=== Estratto del documento ===

Nel primo caso si ha a che fare veramente con un mercato globale dai traffici complessi e multietnici: «L’ottima reputazione di cui godono i russi nel mondo criminale consente loro di stringere accordi con le più potenti organizzazioni criminali: con la yakuza giapponese, con i gruppi dell’area balcanica e della Turchia e di articolarsi con facilità sulle lunghe distanze ». Più autarchico è invece il sistema nigeriano gestito quasi esclusivamente da donne, sia in patria sia all’estero. Gli uomini
sono tutt’al più autisti o guardaspalle.
Il caso della Nigeria è a suo modo esemplare, innanzitutto per l’impatto economico che questa migrazione ha ormai sul paese.
Vi sono intere zone di Benin City, che stanno cambiando aspetto: con i soldi portati dalle donne, gli edifici fatiscenti lasciano spazio a nuove costruzioni, e le sorti economiche di intere famiglie allargate si capovolgono. «Queste persone hanno aiutato questo paese a crescere», afferma un rappresentante della locale autorità religiosa – un vero e proprio riconoscimento nazionale per la fatica di queste donne. Che se, nella maggior parte dei casi, partono per l’Occidente nella
consapevolezza di ciò che andranno a fare e considerano questo passo professionale come la via obbligata verso un’emancipazione sociale ed economica altrimenti irraggiungibile, d’altro canto non immaginano a quale catena di ricatti, debiti di riconoscenza dagli interessi vertiginosi, e violenze fisiche andranno incontro.

=== Estratti delle voci ===

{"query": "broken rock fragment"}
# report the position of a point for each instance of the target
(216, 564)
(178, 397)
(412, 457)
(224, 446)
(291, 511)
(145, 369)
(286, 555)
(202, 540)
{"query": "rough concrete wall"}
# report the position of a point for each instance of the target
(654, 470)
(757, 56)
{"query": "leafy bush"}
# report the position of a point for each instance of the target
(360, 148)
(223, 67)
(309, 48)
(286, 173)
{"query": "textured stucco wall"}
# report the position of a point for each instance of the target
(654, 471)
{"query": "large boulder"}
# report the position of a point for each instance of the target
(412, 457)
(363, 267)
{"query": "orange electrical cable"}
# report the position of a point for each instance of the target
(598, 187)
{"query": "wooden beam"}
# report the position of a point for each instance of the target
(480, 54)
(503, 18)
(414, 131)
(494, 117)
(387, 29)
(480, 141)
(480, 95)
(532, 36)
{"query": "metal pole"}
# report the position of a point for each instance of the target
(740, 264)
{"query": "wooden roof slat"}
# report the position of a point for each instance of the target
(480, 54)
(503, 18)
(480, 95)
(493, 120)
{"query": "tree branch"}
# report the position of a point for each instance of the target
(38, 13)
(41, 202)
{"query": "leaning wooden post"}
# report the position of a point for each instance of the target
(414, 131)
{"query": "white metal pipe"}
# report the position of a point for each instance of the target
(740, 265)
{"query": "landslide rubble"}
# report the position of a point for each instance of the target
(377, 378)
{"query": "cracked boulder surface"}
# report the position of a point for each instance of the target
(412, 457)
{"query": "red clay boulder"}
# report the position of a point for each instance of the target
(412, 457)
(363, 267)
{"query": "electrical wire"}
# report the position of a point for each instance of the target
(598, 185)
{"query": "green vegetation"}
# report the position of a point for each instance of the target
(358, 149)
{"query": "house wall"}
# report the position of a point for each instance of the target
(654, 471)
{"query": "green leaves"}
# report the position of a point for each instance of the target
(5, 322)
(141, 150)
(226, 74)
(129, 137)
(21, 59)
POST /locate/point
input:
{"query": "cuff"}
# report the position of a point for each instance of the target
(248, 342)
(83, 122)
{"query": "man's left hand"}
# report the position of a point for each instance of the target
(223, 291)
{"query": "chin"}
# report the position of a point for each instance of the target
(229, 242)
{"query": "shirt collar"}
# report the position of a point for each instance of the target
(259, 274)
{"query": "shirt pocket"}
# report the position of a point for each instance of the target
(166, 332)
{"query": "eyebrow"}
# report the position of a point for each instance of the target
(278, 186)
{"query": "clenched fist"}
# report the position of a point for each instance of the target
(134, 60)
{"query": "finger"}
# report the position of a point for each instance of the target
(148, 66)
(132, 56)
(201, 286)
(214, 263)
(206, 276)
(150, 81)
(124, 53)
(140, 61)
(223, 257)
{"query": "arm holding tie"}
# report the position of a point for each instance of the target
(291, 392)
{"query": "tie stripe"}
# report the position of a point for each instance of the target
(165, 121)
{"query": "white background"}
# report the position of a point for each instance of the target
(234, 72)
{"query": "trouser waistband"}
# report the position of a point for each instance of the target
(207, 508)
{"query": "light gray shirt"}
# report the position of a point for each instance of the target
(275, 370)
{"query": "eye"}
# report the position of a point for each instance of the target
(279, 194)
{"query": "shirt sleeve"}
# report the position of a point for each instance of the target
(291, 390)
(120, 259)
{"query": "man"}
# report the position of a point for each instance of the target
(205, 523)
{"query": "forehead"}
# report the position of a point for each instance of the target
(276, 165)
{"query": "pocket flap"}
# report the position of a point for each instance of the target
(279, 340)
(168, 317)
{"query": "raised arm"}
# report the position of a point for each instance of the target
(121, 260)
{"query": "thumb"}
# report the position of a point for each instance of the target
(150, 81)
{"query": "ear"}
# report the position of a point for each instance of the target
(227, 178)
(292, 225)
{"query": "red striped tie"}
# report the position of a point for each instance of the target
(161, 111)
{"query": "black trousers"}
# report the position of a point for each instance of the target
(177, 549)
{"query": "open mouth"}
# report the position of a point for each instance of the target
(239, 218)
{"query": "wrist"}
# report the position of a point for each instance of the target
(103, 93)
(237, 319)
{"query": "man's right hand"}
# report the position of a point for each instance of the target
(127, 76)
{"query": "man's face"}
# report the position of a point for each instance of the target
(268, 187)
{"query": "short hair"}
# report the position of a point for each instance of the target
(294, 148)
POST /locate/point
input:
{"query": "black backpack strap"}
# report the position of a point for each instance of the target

===

Domande di studio:
#1 Riporta alla lettera la parte del brano sulle organizzazioni criminali russe e nigeriane che comincia con le parole «Nel primo caso» e si ferma dopo le parole «autisti o guardaspalle.».
#2 Prosegui, per favore, il brano sulle organizzazioni criminali russe e nigeriane a partire dal punto in cui termina.

Risposte ai compiti:
#1
Nel primo caso si ha a che fare veramente con un mercato globale dai traffici complessi e multietnici: «L’ottima reputazione di cui godono i russi nel mondo criminale consente loro di stringere accordi con le più potenti organizzazioni criminali: con la yakuza giapponese, con i gruppi dell’area balcanica e della Turchia e di articolarsi con facilità sulle lunghe distanze ». Più autarchico è invece il sistema nigeriano gestito quasi esclusivamente da donne, sia in patria sia all’estero. Gli uomini
sono tutt’al più autisti o guardaspalle.

#2
Di contro all’oleografia delle «donne perdute» Paola Monzini offre un quadro più disincantato e purtroppo credibile.
L’ingiustizia e la violenza non sono certo più tollerabili, entro uno schema in cui le donne sempre più spesso sanno che mestiere andranno a esercitare, a destinazione. Di fronte a tutto questo, il mondo civile, che sia Italia o altrove, dovrebbe trovare il coraggio di far piazza pulita della questione morale e provare a cercare invece delle soluzioni «sostenibili», benché eticamente provvisorie. Gridare allo scandalo dilagante è un po’ come nascondersi dietro un filo d’erba.